- [YOUR OBJECTIVE]: Nothing but the lines from the one containing "Target: green copper dome" to the end of the data should be returned, each exactly as written.

- [DATA EXTRACT]:
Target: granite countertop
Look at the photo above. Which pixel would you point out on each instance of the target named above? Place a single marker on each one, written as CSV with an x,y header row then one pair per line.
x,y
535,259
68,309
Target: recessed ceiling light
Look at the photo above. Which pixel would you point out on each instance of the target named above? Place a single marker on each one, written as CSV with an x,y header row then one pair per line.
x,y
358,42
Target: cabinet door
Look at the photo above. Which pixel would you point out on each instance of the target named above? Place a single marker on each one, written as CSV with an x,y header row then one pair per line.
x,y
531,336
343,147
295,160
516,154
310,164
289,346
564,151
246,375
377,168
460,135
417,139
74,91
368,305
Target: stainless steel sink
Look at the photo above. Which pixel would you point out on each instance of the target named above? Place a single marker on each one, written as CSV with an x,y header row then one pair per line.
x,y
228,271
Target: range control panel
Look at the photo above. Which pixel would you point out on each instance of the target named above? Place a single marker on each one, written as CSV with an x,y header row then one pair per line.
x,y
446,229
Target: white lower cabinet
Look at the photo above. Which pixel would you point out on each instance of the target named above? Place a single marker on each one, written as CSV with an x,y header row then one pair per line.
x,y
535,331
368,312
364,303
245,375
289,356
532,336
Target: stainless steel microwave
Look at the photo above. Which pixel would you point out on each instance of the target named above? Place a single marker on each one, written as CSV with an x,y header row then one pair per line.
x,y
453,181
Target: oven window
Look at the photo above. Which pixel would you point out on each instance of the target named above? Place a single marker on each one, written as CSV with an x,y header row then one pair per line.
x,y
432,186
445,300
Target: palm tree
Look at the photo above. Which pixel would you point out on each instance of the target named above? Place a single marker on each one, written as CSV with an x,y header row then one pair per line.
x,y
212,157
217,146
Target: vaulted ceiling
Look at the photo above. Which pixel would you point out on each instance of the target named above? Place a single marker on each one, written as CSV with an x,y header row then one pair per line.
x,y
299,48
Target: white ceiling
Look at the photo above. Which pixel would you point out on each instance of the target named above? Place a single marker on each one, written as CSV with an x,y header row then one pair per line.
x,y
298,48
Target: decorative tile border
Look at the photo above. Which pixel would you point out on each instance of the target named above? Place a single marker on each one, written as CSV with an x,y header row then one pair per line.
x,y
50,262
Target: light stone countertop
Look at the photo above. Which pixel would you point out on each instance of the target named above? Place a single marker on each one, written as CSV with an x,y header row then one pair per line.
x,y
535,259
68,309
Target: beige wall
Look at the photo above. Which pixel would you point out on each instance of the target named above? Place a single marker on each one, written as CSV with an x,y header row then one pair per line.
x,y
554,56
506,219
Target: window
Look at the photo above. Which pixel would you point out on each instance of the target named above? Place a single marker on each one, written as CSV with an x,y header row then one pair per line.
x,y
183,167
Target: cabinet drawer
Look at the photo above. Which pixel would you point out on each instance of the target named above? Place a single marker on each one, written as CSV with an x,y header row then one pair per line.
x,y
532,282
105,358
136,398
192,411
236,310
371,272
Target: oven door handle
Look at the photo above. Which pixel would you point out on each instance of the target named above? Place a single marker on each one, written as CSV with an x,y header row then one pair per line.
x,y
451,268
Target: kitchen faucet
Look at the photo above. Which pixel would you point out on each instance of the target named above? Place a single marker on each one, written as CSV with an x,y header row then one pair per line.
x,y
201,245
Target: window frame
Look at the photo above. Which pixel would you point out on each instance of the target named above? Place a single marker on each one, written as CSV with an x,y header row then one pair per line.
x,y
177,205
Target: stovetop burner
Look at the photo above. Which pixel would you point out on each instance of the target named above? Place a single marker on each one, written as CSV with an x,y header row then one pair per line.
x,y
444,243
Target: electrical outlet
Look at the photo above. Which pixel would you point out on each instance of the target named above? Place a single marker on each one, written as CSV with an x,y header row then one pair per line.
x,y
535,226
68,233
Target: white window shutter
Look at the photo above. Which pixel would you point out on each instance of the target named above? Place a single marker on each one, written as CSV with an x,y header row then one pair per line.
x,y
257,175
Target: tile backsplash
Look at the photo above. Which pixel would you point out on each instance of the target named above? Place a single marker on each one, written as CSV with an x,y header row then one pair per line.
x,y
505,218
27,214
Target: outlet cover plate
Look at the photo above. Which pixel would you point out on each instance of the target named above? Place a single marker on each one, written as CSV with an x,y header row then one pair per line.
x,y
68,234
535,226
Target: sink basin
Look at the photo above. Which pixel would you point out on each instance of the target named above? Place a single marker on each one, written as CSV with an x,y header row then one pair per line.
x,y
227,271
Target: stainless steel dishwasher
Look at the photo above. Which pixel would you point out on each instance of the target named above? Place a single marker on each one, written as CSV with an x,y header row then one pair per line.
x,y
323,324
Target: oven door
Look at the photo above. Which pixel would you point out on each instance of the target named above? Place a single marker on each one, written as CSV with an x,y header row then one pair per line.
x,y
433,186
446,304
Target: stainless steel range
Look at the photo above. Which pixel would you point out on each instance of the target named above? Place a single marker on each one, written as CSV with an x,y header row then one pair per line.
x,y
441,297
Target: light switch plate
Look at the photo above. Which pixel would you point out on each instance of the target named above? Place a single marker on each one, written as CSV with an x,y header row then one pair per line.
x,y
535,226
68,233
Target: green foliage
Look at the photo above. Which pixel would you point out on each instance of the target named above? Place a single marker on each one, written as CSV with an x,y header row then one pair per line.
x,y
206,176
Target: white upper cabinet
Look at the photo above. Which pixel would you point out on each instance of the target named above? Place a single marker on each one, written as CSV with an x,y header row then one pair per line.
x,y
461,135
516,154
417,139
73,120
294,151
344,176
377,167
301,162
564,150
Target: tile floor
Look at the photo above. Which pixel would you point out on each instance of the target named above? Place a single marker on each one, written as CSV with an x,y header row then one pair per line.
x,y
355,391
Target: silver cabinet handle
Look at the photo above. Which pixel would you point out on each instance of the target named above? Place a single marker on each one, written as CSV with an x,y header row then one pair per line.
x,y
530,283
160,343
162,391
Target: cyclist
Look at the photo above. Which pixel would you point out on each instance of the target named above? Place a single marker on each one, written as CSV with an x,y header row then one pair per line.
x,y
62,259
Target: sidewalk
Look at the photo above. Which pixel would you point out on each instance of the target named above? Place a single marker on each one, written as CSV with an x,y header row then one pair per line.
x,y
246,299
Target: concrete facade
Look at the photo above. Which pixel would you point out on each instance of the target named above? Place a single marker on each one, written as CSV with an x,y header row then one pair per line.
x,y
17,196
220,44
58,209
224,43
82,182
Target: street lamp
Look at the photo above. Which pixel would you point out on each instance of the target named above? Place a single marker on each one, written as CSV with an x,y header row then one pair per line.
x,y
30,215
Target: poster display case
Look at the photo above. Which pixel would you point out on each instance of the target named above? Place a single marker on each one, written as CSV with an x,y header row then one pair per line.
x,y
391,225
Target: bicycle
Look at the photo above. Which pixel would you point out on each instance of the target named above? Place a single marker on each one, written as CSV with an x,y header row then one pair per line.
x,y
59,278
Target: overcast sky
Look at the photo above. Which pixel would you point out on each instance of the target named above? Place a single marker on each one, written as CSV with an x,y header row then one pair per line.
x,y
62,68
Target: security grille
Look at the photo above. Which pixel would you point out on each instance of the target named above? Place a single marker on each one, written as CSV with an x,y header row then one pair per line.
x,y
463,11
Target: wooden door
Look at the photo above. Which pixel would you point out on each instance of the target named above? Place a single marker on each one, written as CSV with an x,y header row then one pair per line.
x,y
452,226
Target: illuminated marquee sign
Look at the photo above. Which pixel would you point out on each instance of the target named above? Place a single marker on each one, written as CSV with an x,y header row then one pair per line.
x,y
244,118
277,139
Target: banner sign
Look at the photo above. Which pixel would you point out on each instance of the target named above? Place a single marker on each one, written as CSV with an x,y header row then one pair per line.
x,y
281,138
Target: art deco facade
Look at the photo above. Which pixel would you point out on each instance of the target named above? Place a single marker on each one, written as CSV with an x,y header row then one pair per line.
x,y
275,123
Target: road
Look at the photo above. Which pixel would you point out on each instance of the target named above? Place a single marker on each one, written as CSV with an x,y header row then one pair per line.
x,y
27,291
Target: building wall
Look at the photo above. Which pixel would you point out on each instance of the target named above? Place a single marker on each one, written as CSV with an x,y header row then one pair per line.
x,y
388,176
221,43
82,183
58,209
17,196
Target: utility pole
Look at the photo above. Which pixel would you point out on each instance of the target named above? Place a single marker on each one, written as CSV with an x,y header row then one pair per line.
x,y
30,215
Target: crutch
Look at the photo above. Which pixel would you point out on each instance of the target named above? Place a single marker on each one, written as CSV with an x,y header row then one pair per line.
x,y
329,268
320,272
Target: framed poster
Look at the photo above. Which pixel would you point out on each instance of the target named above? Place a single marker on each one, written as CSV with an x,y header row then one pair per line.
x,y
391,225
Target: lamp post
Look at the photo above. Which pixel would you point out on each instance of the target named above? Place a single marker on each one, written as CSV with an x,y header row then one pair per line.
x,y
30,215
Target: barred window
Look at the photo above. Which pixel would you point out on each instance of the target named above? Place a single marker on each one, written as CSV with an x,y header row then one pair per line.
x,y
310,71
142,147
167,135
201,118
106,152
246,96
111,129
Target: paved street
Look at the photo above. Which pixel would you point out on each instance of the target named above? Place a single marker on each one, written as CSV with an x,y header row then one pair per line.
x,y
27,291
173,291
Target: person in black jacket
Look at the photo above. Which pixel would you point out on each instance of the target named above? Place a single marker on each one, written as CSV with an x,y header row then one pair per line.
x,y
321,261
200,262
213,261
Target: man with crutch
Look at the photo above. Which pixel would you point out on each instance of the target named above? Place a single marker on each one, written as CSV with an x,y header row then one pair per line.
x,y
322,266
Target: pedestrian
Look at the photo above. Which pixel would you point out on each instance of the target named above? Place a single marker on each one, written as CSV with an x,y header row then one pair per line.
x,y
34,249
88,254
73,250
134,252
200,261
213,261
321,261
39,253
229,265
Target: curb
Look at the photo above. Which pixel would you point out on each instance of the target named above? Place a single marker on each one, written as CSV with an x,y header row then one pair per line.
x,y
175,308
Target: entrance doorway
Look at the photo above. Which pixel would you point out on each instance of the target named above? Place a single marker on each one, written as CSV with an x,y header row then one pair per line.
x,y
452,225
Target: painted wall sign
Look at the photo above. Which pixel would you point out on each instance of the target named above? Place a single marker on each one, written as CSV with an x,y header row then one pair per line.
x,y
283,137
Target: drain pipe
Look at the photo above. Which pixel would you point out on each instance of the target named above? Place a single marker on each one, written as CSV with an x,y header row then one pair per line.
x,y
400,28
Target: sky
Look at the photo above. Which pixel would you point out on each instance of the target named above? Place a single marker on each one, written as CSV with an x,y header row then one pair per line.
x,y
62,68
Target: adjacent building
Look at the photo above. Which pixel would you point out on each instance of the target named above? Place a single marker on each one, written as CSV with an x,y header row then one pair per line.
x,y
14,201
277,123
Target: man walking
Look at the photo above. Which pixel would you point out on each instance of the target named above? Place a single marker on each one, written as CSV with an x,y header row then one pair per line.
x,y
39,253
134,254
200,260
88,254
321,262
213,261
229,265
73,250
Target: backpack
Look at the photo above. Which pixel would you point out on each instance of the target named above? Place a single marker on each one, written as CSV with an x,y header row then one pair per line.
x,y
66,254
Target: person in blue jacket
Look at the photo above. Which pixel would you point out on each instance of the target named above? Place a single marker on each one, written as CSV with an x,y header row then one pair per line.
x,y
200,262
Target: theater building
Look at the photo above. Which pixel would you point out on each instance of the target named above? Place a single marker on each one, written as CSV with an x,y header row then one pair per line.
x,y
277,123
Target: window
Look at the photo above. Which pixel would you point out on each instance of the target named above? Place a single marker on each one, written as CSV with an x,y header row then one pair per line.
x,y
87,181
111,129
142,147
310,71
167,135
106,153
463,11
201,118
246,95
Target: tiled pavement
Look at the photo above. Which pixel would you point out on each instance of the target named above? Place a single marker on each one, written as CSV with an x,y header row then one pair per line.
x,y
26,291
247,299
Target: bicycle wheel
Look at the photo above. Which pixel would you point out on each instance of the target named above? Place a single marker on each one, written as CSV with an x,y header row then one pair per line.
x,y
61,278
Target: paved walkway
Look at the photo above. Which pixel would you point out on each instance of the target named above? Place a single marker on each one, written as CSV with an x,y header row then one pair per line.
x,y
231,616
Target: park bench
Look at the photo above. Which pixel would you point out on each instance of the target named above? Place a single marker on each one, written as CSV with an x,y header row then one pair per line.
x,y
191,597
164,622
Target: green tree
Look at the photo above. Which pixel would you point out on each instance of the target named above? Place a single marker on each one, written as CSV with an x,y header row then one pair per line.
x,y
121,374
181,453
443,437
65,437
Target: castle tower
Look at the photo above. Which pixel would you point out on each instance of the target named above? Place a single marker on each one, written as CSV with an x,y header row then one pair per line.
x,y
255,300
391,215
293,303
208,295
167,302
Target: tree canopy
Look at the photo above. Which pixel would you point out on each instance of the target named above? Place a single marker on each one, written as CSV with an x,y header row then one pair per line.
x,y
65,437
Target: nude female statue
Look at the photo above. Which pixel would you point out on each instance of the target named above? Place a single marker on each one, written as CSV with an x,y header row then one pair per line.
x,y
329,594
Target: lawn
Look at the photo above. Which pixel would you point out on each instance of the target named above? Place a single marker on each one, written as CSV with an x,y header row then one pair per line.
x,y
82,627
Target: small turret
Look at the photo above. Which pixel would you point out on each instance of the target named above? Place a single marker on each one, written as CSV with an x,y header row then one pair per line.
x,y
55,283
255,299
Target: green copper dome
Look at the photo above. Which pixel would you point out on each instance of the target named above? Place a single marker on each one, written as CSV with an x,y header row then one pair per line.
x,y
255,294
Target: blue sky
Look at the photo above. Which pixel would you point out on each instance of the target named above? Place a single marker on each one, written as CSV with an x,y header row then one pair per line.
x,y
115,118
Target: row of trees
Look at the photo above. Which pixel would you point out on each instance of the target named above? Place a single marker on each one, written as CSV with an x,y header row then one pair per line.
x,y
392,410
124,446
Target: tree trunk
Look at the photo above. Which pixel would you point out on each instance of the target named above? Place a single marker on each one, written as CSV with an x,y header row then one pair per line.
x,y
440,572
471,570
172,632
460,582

- [RESPONSE]:
Target: green copper dome
Look at the photo above. Which pixel would you point out on each instance of the target named above? Place a single marker on each one, written as CSV with an x,y header row then one pair per line.
x,y
255,294
Target: blue sky
Look at the photo above. Which pixel would you point out on each instance of the target named above? Place a single marker on each one, written as CSV with an x,y header row then one pair per line.
x,y
115,118
Target: row of trees
Look at the photo above. Which pixel would you point out on each instance of the target named above? Place a single marker on each one, written as CSV with an x,y header row then one pair per line.
x,y
392,410
124,446
Target: tree trunk
Look at the photo above. Which pixel would you point out on each instance of the target named above? Place a single marker on each one, written as CSV with an x,y header row then one pair per line.
x,y
440,572
471,570
172,632
460,582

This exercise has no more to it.